## Instructions to follow
Every line of the material is to be repeated exactly as it stands.

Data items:
● ● ● ● ●

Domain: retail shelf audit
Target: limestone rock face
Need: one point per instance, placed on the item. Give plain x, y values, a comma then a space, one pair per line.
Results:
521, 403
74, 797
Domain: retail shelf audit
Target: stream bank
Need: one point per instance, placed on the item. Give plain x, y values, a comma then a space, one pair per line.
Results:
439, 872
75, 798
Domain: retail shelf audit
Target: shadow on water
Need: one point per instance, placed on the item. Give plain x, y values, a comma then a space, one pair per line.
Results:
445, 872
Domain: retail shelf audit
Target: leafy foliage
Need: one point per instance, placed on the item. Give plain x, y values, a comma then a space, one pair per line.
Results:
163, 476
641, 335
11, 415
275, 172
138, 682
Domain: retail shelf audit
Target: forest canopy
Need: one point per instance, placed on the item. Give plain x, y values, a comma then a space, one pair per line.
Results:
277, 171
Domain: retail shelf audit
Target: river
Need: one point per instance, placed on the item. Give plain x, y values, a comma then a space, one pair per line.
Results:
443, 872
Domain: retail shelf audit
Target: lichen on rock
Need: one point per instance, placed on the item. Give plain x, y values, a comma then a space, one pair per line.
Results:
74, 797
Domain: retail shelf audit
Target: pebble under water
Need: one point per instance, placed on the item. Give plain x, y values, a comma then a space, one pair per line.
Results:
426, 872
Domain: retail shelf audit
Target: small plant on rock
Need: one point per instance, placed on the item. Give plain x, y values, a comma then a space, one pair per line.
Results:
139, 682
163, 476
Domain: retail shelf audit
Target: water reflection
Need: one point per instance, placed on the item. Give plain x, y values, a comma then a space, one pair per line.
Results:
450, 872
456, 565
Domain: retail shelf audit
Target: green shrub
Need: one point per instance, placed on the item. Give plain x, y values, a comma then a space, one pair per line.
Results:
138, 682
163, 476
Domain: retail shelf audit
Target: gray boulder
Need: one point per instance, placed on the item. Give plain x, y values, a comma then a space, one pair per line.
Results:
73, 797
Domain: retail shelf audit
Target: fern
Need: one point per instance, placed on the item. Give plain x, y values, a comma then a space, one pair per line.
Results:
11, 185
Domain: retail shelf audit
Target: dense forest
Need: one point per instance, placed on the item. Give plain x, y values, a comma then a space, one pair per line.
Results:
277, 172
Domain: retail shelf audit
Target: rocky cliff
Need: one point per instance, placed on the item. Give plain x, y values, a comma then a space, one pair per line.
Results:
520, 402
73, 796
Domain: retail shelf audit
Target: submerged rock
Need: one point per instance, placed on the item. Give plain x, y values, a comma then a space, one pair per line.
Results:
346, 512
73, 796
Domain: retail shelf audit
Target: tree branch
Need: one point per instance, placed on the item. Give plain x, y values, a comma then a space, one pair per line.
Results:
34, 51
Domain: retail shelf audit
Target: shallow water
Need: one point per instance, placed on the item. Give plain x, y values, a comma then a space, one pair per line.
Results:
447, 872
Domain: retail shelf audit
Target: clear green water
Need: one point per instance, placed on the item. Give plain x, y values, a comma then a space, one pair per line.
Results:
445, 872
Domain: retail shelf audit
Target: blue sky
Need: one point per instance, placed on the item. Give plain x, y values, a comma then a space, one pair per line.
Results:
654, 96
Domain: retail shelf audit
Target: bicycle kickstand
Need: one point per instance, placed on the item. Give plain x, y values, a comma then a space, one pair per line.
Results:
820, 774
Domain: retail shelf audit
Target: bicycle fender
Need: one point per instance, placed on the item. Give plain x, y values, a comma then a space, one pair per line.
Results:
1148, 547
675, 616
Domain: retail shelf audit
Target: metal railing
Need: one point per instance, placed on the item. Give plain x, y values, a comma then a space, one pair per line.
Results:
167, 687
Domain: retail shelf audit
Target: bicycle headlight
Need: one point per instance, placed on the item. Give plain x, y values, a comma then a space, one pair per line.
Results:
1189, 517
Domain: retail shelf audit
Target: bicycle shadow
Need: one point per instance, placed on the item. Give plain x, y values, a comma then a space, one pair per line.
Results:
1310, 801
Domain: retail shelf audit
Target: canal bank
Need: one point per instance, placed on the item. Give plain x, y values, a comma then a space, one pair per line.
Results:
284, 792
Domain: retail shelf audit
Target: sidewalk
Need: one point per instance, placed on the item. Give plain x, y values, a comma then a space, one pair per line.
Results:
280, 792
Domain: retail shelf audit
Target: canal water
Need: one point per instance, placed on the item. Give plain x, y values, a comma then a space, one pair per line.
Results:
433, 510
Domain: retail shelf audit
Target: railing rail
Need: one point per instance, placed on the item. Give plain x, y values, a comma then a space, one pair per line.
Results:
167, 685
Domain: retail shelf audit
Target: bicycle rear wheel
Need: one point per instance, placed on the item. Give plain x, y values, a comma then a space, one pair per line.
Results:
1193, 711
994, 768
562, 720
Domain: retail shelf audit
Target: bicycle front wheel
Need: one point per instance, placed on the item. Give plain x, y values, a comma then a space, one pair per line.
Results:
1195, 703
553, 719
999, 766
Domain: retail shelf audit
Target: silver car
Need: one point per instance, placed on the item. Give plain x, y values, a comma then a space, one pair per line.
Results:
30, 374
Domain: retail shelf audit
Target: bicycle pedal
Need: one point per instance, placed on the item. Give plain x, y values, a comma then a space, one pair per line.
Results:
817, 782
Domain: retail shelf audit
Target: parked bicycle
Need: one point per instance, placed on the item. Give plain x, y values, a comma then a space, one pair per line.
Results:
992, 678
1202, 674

● ● ● ● ●

## Problem solution
Domain: retail shelf audit
Target: limestone rock face
Need: one point per instance, placed on the item. Give plain x, y values, a comma then a space, one pair per line.
Results:
521, 403
74, 797
Domain: retail shelf audit
Target: stream bank
Need: one point per instance, placed on the item. Give plain x, y values, a comma then a space, one pair per line.
Results:
439, 872
75, 798
Domain: retail shelf audit
Target: shadow on water
Need: one point per instance, placed on the item. Give plain x, y values, a comma then a space, one pair per line.
Results:
445, 872
Domain: retail shelf audit
Target: leafy foliage
Need: one point per instance, placed on the item. Give plain x, y values, a comma then a space, one pair per line.
Results:
163, 476
641, 335
11, 415
275, 172
138, 682
Domain: retail shelf audit
Target: forest canopy
Need: one point per instance, placed on the item. Give plain x, y values, a comma then a space, one pair per line.
Results:
277, 171
Domain: retail shelf audit
Target: river
Need: one point per instance, placed on the item. Give plain x, y values, a comma then a space, one pair per line.
Results:
443, 872
Domain: retail shelf audit
Target: lichen on rock
Need: one point per instance, placed on the item. Give plain x, y values, a comma then a space, one pair per line.
Results:
74, 797
Domain: retail shelf audit
Target: pebble under water
Need: one point per instance, placed on the item. Give plain x, y values, a comma then a space, one pair per line.
Results:
426, 872
Domain: retail shelf audit
Target: small plant on rock
Need: one point per instance, placed on the item. Give plain x, y values, a comma then a space, one pair per line.
Results:
139, 682
163, 476
Domain: retail shelf audit
Target: water reflection
Need: one point per instance, placed on the item. Give plain x, y values, a comma then a space, one pair per line.
Results:
450, 872
456, 565
Domain: retail shelf audit
Target: green shrub
Need: one point per instance, placed on the item. Give plain x, y values, a comma then a space, one pair per line.
Results:
138, 682
163, 476
Domain: retail shelf audit
Target: gray boulder
Need: one point per instance, placed on the item. Give plain x, y values, a comma then a space, one pair per line.
Results:
73, 797
Domain: retail shelf audit
Target: fern
Need: one point per instance, placed on the item. Give plain x, y values, a comma then a space, one pair per line.
Results:
11, 185
Domain: retail shelf audit
Target: dense forest
Need: one point per instance, placed on the item. Give plain x, y values, a comma then a space, one pair per line.
Results:
277, 172
Domain: retail shelf audit
Target: rocky cliff
Need: one point per instance, placed on the item. Give plain x, y values, a comma then a space, one pair per line.
Results:
520, 402
73, 796
Domain: retail shelf audit
Target: submerged rock
Need: one point per instance, placed on the item. Give plain x, y values, a comma then a space, one pair per line.
Results:
346, 512
73, 796
Domain: retail shelf audit
Target: tree branch
Need: one point per instance, placed on the item. Give plain x, y values, a comma then a space, one pair per line.
Results:
34, 51
Domain: retail shelf audit
Target: shallow water
Need: one point per instance, placed on the item. Give plain x, y values, a comma then a space, one pair per line.
Results:
447, 872
Domain: retail shelf audit
Target: clear green water
Need: one point per instance, placed on the item. Give plain x, y values, a comma then a space, one pair per line.
Results:
445, 872
Domain: retail shelf audit
Target: blue sky
Need: one point per instance, placed on the item. Give plain x, y values, a comma then a space, one pair per line.
Results:
654, 96
Domain: retail shelf audit
Target: bicycle kickstand
Need: one point per instance, placed on the item. Give plain x, y values, a comma then a space, one pair per line.
Results:
820, 774
Domain: retail shelf audit
Target: bicycle fender
Need: one point per instance, placed on the item. Give plain x, y values, a comma then a space, one pair per line.
Results:
1148, 547
675, 616
Domain: retail shelf audit
Target: metal railing
Need: one point per instance, placed on the item. Give plain x, y values, a comma then a space, one pair per line.
Results:
167, 687
Domain: retail shelf audit
Target: bicycle headlight
Need: one point per instance, placed on the item. Give plain x, y values, a comma then a space, one pair per line.
Results:
1189, 517
Domain: retail shelf audit
Target: bicycle shadow
Need: one point per instance, placed on the item. Give plain x, y values, a comma then a space, one pair per line.
Results:
1310, 801
Domain: retail shelf audit
Target: canal bank
Need: one point per instance, placed on the item. Give plain x, y values, a comma then a space, one pair per line.
Results:
284, 792
Domain: retail shelf audit
Target: sidewalk
Need: one point per instance, placed on the item. Give plain x, y values, a comma then a space, one pair per line.
Results:
280, 792
Domain: retail shelf audit
Target: canal water
Need: one point per instance, placed on the item. Give plain x, y values, a comma then a space, one pair per line.
Results:
433, 510
Domain: retail shelf audit
Target: railing rail
Need: one point per instance, placed on the item. Give plain x, y values, a comma then a space, one pair per line.
Results:
167, 685
Domain: retail shelf audit
Target: bicycle rear wheel
Need: one point per instance, placed on the item. Give plain x, y values, a comma then a space, one pair per line.
Results:
1193, 711
994, 768
562, 720
Domain: retail shelf audit
Target: bicycle front wheel
Need: one point per instance, placed on the item. Give plain x, y values, a comma then a space, one pair per line.
Results:
1195, 703
553, 719
999, 766
Domain: retail shelf audit
Target: silver car
Need: one point per instance, placed on the item. Give plain x, y values, a comma then a space, one pair per line.
Results:
30, 374
Domain: retail shelf audit
Target: bicycle pedal
Need: one point per instance, placed on the item. Give plain x, y values, a comma then a space, one pair per line.
Results:
817, 782
Domain: retail shelf audit
Target: parked bicycle
Need: one point per instance, placed on the item. Give plain x, y values, a comma then a space, one pair per line.
Results:
992, 678
1202, 674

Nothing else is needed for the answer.